Repeat all of the material below word for word, keeping every line unchanged and in the same order.
· · · · · · ·
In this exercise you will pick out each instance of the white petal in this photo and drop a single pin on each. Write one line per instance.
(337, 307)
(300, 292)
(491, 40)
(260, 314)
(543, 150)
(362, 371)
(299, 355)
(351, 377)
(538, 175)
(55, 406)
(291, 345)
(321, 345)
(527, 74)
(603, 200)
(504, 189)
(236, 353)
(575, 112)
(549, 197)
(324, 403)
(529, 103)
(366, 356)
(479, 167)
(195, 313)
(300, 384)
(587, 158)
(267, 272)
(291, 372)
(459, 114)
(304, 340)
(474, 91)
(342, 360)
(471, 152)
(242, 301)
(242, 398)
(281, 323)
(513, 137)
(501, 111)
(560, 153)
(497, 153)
· · · · · · ·
IN RESPONSE
In this exercise you will pick out each instance of the white petal in this photo and drop a single pin on each. Write one line per instance.
(337, 307)
(300, 292)
(491, 40)
(260, 314)
(543, 150)
(362, 371)
(299, 355)
(351, 377)
(538, 175)
(55, 406)
(291, 345)
(321, 345)
(527, 74)
(603, 200)
(504, 189)
(236, 353)
(575, 112)
(549, 197)
(324, 403)
(529, 103)
(366, 356)
(479, 167)
(195, 313)
(300, 384)
(587, 158)
(267, 272)
(291, 372)
(459, 114)
(304, 340)
(474, 91)
(342, 360)
(471, 152)
(242, 301)
(242, 398)
(281, 323)
(513, 137)
(501, 111)
(560, 153)
(497, 153)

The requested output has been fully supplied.